## Extract provided
◇ ◇ ◇ ◇ ◇ ◇ ◇

Microwave polarizing lens structure

A microwave polarizing lens structure having two concentric hemispherical arrays of metallic linear scattering elements (dipoles) supported by thin walled dielectric shells. It has the property of controlling the sense of polarization, the ellipticity ratio and shape of the radiation pattern of the antenna contained within it.

FIELD OF THE INVENTION 
This invention relates to the field of microwave antennas and in particular 
to vehicle antennas used in mobile satellite communication systems. 
BACKGROUND OF THE INVENTION 
In mobile satellite communication systems, the satellite is circularly 
polarized to overcome the effects of Faraday Rotation and to simplify 
polarization alignment at the ground terminal. The vehicle directive 
antenna must track the satellite under all the dynamic conditions of the 
host vehicle. In the case of a system employing a geostationary satellite, 
the elevation angle of the satellite subtended at the vehicle is a 
function of the latitude of the vehicle and the position of the satellite 
on the geostationary orbital arc. With the satellite optimumly located, 
the satellite elevation angles at vehicle latitudes of 70.degree., 
45.degree. and 20.degree. North are about 10.degree., 45.degree. and 
65.degree. respectively. The signal strength margins in geostationary 
mobile satellite communication systems are relatively small, and the 
coverage must be sufficiently high to maintain good communications.

◇ ◇ ◇ ◇ ◇ ◇ ◇

## Given data
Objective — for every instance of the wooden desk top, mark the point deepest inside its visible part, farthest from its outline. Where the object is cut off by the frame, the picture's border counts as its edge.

◇ ◇ ◇ ◇ ◇ ◇ ◇

## Job
From the text on the microwave polarizing lens structure, extract the passage starting with "A microwave polarizing" and going on through "contained within it.", copying it word for word.

## Expected output
A microwave polarizing lens structure having two concentric hemispherical arrays of metallic linear scattering elements (dipoles) supported by thin walled dielectric shells. It has the property of controlling the sense of polarization, the ellipticity ratio and shape of the radiation pattern of the antenna contained within it.